EXERCISE AIM »
Set the records down again in full, with every word kept.

[Saved entries]
◇ ◇ ◇ ◇ ◇

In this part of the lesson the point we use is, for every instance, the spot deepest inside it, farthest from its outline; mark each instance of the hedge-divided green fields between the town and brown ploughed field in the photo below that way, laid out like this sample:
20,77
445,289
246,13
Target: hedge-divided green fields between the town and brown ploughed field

◇ ◇ ◇ ◇ ◇

OUTPUT OF THE TASK »
In this part of the lesson the point we use is, for every instance, the spot deepest inside it, farthest from its outline; mark each instance of the hedge-divided green fields between the town and brown ploughed field in the photo below that way, laid out like this sample:
20,77
445,289
246,13
Target: hedge-divided green fields between the town and brown ploughed field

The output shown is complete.